[SHORT PROBLEM]
Convert the rows below into a two-column CSV with the headers "prompt" and "points", giving each row one line. Put the row's text under "prompt" and its answer under "points", with each field in double quotes and any line breaks replaced by spaces.

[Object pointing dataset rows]
* * *

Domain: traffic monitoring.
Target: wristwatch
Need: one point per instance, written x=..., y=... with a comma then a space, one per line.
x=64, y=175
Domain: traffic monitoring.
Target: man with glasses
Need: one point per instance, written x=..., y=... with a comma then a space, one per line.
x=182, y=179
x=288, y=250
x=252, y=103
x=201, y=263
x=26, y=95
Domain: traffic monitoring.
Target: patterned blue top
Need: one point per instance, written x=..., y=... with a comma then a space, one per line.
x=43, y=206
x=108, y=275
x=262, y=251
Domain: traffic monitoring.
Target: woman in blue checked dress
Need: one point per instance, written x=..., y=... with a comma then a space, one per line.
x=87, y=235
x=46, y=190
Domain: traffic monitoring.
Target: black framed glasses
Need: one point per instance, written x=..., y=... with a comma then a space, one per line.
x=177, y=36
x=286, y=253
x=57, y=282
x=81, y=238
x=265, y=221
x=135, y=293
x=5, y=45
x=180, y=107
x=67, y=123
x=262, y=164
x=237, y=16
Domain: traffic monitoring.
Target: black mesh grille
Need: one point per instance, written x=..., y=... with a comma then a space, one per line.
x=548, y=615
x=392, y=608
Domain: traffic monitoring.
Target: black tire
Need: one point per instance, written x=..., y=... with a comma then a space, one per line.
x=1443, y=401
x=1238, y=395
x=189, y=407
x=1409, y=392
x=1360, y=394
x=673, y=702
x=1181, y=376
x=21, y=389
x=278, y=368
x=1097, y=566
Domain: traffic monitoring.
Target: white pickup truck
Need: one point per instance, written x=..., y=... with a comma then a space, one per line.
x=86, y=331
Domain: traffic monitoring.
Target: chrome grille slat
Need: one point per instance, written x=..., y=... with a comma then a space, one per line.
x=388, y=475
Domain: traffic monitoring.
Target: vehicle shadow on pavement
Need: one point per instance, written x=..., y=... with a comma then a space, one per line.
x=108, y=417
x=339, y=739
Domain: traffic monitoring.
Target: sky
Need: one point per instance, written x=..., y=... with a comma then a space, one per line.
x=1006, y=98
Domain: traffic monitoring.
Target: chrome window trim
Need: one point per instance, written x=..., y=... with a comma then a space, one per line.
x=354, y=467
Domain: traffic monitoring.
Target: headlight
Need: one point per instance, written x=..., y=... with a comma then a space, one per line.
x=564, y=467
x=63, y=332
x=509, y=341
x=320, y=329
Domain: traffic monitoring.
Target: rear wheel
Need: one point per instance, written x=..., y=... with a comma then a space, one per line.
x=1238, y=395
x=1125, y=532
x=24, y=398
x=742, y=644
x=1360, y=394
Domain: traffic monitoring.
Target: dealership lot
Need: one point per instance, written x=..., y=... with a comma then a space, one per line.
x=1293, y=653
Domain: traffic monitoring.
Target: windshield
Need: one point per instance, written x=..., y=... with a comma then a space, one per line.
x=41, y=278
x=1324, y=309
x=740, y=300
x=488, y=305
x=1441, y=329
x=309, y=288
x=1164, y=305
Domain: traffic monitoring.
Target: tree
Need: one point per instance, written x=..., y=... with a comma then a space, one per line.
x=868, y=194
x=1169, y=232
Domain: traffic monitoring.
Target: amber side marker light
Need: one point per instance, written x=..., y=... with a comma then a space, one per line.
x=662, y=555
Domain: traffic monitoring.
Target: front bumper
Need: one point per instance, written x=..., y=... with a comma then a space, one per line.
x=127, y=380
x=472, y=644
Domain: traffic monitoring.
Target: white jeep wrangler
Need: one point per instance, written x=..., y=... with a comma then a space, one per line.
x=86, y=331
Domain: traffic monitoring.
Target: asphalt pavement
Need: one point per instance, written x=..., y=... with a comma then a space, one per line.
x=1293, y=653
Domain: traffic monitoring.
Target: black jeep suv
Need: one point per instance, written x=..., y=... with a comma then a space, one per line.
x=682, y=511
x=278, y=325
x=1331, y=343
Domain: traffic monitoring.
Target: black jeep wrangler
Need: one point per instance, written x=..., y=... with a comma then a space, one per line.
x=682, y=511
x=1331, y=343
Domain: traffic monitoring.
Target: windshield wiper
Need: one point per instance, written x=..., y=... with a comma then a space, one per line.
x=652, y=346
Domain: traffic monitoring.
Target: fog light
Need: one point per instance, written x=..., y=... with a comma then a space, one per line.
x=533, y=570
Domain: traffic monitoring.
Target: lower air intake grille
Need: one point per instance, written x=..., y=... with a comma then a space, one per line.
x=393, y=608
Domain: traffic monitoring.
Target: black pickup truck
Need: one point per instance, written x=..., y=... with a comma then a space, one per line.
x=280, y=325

* * *

[FINISHED ANSWER]
prompt,points
"Domain: traffic monitoring. Target: wristwatch Need: one point per instance, written x=..., y=... with a comma then a space, one per line.","x=64, y=175"
"Domain: traffic monitoring. Target: man with glasses Need: one point per instance, written x=..., y=... with a comma then a space, one per line.","x=182, y=179 x=288, y=250 x=252, y=103 x=201, y=263 x=26, y=95"
"Domain: traffic monitoring. Target: patterned blue top Need: one point per instance, written x=..., y=... with a comma then a space, one per line.","x=43, y=206 x=108, y=275 x=262, y=251"
"Domain: traffic monitoring. Target: woman in blue checked dress Need: one point per instance, written x=..., y=... with a comma then a space, one per line.","x=87, y=235 x=46, y=190"
"Domain: traffic monitoring. Target: black framed glasses Need: one point per instance, written x=..., y=... with a comma then a space, one per line.","x=177, y=36 x=286, y=253 x=57, y=282 x=81, y=238 x=265, y=221 x=135, y=293 x=5, y=45 x=180, y=107 x=67, y=123 x=262, y=164 x=237, y=16"
"Domain: traffic monitoring. Target: black mesh grille Need: one point per instance, written x=..., y=... with a comma then a space, one per line.","x=548, y=615 x=392, y=608"
"Domain: traffic monitoring. Target: black tire Need: one point per instance, written x=..., y=... with a comma then a space, one per line.","x=1443, y=401 x=1238, y=395 x=189, y=407 x=1409, y=392 x=1360, y=394 x=673, y=702 x=1181, y=376 x=21, y=389 x=278, y=368 x=1097, y=566"
"Domain: traffic monitoring. Target: white pickup truck Need: one point per instance, written x=..., y=... with a comma then a space, one per line.","x=86, y=331"
"Domain: traffic monitoring. Target: chrome grille slat Need: one point per instance, written x=..., y=... with a comma then a space, one per line.","x=388, y=475"
"Domain: traffic monitoring. Target: vehicle shadow on pavement Need: one point per instance, written x=..., y=... with a comma then a space, one per line.","x=108, y=417 x=339, y=739"
"Domain: traffic monitoring. Target: sky Need: one point per instance, written x=..., y=... with a comma then a space, one per line.","x=1006, y=98"
"Domain: traffic monitoring. Target: chrome window trim Need: one point per instance, written x=..., y=... with a comma then a space, one per line.","x=354, y=467"
"Domain: traffic monitoring. Target: headlight Need: one point per instance, written x=..., y=... with a comma then a space, one per line.","x=564, y=467 x=63, y=332 x=509, y=341 x=320, y=329"
"Domain: traffic monitoring. Target: rear wheel Need: one point per instance, written x=..., y=... with a comma then a space, one per line.","x=1238, y=395 x=1125, y=532 x=24, y=398 x=742, y=644 x=1360, y=394"
"Domain: traffic monitoring. Target: dealership lot Need: one point per instance, written x=..., y=... with a comma then a space, one per line.","x=1293, y=653"
"Domain: traffic monitoring. Target: windshield Need: one point per instance, written x=..., y=... with a comma then a space, one per line.","x=41, y=278 x=1324, y=309 x=740, y=300 x=488, y=305 x=1441, y=329 x=309, y=288 x=1164, y=305"
"Domain: traffic monitoring. Target: tree Need: one point per instance, written x=..., y=... with a comma then a space, one per line.","x=868, y=194 x=1169, y=232"
"Domain: traffic monitoring. Target: amber side marker light Need: one point per instance, written x=..., y=... with a comma then a space, one per line.","x=662, y=555"
"Domain: traffic monitoring. Target: front bumper Need: one point per instance, written x=..., y=... with a comma then a space, one per line.","x=127, y=380 x=472, y=644"
"Domain: traffic monitoring. Target: white jeep wrangler Need: one point per instance, written x=..., y=... with a comma then a space, one per line.","x=86, y=331"
"Domain: traffic monitoring. Target: asphalt pavement Need: one point per instance, written x=..., y=... with a comma then a space, one per line.","x=1293, y=653"
"Domain: traffic monitoring. Target: black jeep suv Need: one point per instance, written x=..., y=... with a comma then a space, one per line.","x=682, y=511 x=278, y=325 x=1331, y=343"
"Domain: traffic monitoring. Target: black jeep wrangler Need: one point per instance, written x=..., y=... with a comma then a space, one per line.","x=682, y=511 x=1331, y=343"
"Domain: traffic monitoring. Target: windshield wiper Need: one point per instance, written x=..., y=... with a comma then a space, one per line.","x=652, y=346"
"Domain: traffic monitoring. Target: fog light Need: one point per instance, written x=..., y=... with a comma then a space, one per line.","x=533, y=570"
"Domain: traffic monitoring. Target: lower air intake grille Need: one point per instance, written x=..., y=... with a comma then a space, one per line.","x=393, y=608"
"Domain: traffic monitoring. Target: black pickup truck Need: one point per instance, written x=..., y=... with a comma then a space, one per line.","x=280, y=325"